[SUPPLIED TEXT Boundary: Start]
The Bank Job (2008)
8/10
Big Trouble on the Baker Street
22 January 2015
Warning: Spoilers
While watching The Bank Job (2008) by Roger Donaldson I could not help thinking how much it felt like a Guy Ritchie's movie, the best that he did not direct. The Bank Job is fast, smart, and so well made that I can only agree with Richard Rupert of At the Movies with Ebert& Rupert, "The most entertaining heist movie I've seen in years". It is based on the true story of the Baker Street robbery that involved a robbery of the safe deposit boxes at a branch of Lloyds Bank on the corner of Baker Street and Marylebone Road, London, and the following political scandal that the content of some of the boxes might have caused. The robbers were never arrested, and the cash, jewelry and the documents were never recovered. I am not sure how much truth is in the film but it works fine recreating the atmosphere of the 1970s with its political corruption, sex scandals that link to the highest circles, and the police incompetence.
[SUPPLIED TEXT Boundary: End]
[RAW DATA Boundary: Start]
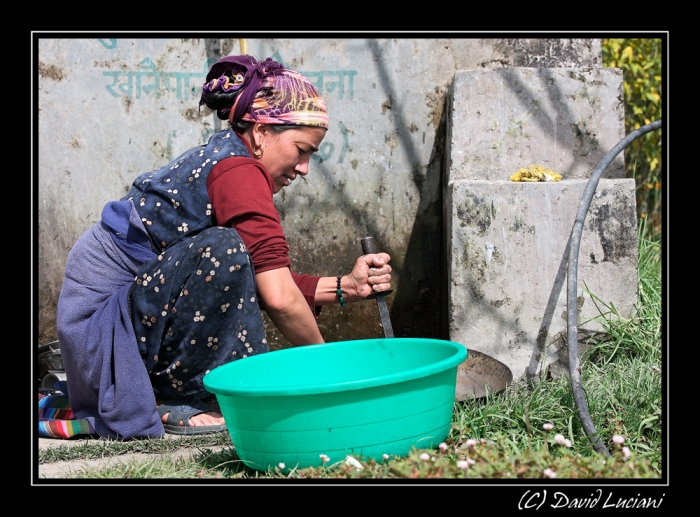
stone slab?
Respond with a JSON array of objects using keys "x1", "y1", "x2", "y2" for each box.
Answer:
[{"x1": 446, "y1": 68, "x2": 625, "y2": 183}]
[RAW DATA Boundary: End]
> PROBLEM TO SOLVE: Extend the review of The Bank Job past its last sentence. The material above has no connection to the film review before it.

> TASK ANSWER:
I mentioned Guy Ritchie above, and it seems that the colorful characters from the different layers of society that inhabited London in The Bank Job might have come directly from his early movies. The most decent and sympathetic turned to be the petty thieves led by Terry Leather (the role fits Jason Statham like a glove) while the owners of the stolen safe deposit boxes are mostly corrupt and despicable. Among them the members of the parliament who like to visit the fashionable London brothel, the leader of Black Power organization who keeps the compromising pictures of a member of British Royal Family in the coveted deposit box 118, and the porn-king of Soho (David Suchet) who makes the note of his every payment to the bent cops of London in the special book. Sushet, known to millions as a master of gray cells, the world famous Hercule Poirot, is here on the other side of the law. Perhaps, you won't remember this movie for its outstanding photography and spectacular scenery but as far as the level of entertainment and thrills goes, it is certainly a hit. And the big one.